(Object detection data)
______________________________
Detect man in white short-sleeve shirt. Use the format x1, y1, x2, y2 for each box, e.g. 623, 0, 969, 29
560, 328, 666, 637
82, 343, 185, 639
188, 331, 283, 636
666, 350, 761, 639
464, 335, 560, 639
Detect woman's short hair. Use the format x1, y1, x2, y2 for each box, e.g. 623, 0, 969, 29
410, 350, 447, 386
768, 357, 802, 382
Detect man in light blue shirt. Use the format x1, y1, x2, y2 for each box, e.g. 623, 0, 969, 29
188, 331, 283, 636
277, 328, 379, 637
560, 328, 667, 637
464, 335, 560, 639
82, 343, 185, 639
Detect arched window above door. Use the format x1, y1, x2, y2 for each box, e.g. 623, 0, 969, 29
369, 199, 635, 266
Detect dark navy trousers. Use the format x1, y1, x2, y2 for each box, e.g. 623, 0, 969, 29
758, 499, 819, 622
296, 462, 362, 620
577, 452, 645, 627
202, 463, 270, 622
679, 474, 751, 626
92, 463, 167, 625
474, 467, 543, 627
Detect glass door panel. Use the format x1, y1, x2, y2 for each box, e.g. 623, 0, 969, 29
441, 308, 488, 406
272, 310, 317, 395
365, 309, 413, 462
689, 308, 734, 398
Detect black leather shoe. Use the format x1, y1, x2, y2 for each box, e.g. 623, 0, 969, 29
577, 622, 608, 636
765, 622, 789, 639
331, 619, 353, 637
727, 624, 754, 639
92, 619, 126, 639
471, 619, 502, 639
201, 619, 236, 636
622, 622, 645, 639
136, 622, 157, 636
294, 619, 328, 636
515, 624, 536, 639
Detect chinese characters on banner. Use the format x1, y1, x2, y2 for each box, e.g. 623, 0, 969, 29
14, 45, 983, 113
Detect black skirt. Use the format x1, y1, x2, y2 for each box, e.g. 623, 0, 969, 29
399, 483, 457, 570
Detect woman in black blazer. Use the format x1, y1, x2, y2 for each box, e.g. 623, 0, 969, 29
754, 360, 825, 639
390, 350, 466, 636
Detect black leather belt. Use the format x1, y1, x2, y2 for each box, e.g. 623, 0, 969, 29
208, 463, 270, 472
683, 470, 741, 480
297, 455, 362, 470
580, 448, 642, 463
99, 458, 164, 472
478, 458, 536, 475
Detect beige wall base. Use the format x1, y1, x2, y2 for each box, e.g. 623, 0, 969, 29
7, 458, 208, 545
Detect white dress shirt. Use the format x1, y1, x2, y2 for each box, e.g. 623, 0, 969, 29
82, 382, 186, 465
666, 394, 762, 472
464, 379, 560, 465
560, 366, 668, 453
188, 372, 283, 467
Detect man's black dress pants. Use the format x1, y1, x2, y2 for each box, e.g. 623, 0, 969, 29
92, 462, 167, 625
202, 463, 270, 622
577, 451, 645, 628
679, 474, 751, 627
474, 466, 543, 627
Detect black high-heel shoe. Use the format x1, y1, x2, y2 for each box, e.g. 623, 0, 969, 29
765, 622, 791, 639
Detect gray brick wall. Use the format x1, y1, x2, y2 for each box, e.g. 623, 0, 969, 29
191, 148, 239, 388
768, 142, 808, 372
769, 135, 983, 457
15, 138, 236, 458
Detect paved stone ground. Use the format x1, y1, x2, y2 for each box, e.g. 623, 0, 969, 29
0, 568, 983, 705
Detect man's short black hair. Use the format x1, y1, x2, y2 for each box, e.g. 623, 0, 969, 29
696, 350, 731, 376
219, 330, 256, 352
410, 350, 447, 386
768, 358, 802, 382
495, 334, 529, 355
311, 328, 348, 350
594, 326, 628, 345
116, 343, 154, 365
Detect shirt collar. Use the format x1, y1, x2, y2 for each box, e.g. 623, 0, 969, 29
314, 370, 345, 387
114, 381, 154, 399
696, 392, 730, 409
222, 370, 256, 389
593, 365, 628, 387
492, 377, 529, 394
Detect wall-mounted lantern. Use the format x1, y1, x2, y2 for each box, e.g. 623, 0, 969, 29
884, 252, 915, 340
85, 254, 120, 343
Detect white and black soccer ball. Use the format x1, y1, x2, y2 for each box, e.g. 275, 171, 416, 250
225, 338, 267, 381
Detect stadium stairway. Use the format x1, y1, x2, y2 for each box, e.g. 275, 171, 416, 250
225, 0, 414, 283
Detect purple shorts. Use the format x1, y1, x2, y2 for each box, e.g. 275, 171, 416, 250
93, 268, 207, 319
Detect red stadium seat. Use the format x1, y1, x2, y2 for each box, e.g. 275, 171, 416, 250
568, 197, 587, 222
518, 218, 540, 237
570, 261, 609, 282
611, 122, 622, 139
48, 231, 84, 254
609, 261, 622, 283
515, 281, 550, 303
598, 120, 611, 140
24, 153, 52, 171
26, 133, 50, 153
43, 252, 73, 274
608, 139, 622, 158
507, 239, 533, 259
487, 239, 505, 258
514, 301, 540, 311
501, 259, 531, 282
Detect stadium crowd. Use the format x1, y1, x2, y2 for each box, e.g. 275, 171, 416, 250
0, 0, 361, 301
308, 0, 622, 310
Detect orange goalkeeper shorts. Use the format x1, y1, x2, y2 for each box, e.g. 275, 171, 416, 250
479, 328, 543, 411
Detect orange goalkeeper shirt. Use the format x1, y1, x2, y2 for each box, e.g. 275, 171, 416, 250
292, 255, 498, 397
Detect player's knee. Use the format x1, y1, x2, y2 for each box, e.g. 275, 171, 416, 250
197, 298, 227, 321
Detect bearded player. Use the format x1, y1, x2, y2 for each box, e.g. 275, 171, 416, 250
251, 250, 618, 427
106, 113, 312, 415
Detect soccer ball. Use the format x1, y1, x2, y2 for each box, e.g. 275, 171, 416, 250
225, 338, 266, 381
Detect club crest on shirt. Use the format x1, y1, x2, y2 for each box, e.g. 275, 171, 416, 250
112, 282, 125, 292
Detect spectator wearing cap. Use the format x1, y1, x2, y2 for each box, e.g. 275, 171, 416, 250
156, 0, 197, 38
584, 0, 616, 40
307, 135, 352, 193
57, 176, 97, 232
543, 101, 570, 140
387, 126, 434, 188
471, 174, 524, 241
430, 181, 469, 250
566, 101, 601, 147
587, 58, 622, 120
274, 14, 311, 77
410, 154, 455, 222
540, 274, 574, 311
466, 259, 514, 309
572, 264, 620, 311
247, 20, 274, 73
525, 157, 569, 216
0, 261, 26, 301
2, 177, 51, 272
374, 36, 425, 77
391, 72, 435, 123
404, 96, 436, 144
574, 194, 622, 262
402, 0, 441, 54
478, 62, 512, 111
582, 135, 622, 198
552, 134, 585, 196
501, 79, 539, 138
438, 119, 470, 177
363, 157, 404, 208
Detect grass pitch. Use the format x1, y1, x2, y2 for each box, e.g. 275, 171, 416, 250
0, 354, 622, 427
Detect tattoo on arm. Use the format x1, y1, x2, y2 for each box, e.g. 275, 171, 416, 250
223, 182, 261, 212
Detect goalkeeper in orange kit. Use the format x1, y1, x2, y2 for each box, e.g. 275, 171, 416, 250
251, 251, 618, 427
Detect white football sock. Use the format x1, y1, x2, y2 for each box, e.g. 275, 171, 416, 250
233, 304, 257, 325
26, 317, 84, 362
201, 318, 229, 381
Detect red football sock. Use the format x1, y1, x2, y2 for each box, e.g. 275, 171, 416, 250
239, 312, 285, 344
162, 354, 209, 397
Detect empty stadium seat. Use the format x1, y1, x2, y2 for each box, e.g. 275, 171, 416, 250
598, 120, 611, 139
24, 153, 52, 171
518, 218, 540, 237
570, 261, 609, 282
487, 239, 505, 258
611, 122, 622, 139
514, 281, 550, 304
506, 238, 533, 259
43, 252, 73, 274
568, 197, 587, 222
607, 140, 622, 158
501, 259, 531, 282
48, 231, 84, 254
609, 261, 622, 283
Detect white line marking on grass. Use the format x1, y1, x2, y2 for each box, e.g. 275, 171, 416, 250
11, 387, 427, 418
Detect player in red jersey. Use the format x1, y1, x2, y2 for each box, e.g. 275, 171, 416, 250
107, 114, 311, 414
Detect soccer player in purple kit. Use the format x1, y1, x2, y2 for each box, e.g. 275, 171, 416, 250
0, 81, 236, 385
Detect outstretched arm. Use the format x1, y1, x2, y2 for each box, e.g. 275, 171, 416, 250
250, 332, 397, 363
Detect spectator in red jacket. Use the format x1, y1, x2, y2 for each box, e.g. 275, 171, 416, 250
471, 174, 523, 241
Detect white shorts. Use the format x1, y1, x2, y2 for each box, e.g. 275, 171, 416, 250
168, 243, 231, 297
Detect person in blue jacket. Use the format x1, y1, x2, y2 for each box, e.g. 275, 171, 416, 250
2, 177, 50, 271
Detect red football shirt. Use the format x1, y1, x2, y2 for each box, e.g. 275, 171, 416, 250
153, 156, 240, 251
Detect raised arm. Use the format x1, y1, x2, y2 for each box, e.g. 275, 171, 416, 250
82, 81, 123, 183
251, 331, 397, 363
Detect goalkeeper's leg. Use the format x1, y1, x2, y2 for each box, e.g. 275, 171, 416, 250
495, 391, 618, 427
______________________________
Rewrite the lines of the entries as a JSON list of strings with one string per line, starting at the line containing "Detect orange goalkeeper shirt." and continuing through the line containing "225, 338, 266, 381". Leave out any blank lines.

#### SOLUTION TO THE EXERCISE:
[
  "Detect orange goalkeeper shirt. Use the format x1, y1, x2, y2 for each box, e.g. 275, 171, 416, 250",
  "292, 255, 498, 397",
  "Detect player's knee. Use the format x1, y1, x2, y2 for each box, e.g. 275, 171, 416, 250",
  "197, 298, 227, 321",
  "Detect bearded player. Use the format x1, y1, x2, y2 for each box, e.g. 275, 171, 416, 250",
  "251, 250, 618, 427",
  "106, 113, 312, 415",
  "Detect soccer ball. Use the format x1, y1, x2, y2 for each box, e.g. 275, 171, 416, 250",
  "225, 338, 266, 381"
]